### DATOS DE ORIGEN
======
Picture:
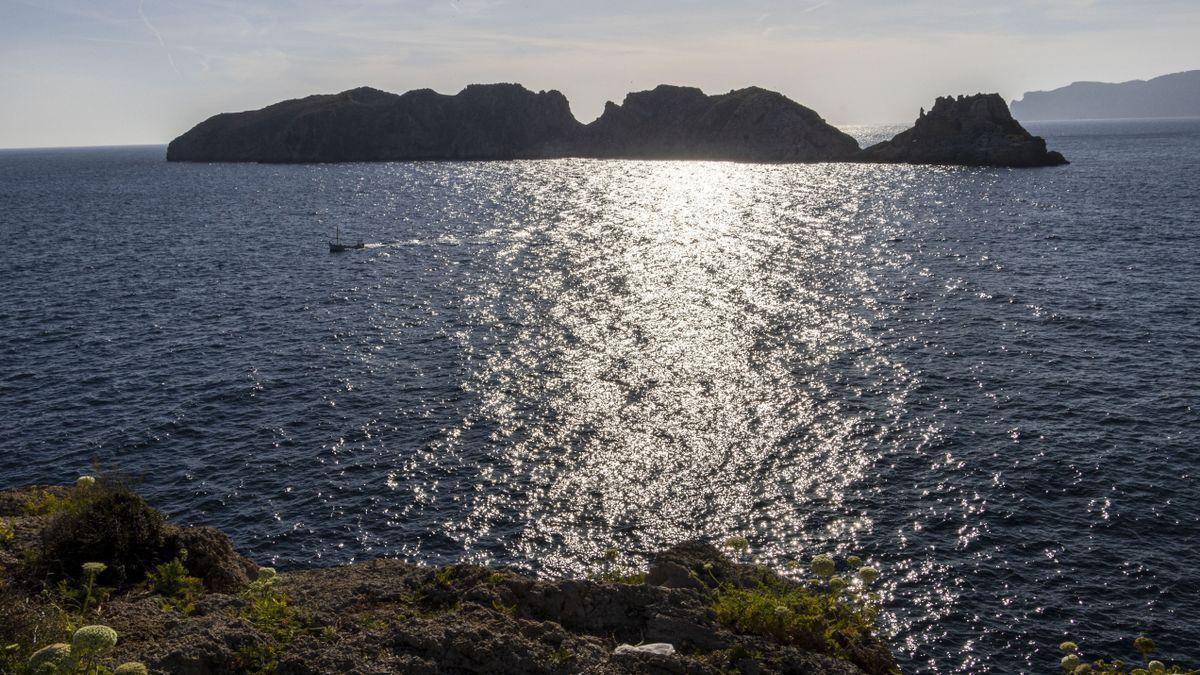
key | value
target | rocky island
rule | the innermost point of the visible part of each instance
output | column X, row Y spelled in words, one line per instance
column 969, row 130
column 508, row 121
column 93, row 578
======
Por favor, transcribe sin cambios todas las líneas de los datos de arriba. No incluyas la imagen en tu respuesta.

Picture:
key | value
target | rocky island
rule | the innermost point of the visible part of each instance
output | column X, row Y spelled in words, one line per instance
column 969, row 130
column 508, row 121
column 93, row 578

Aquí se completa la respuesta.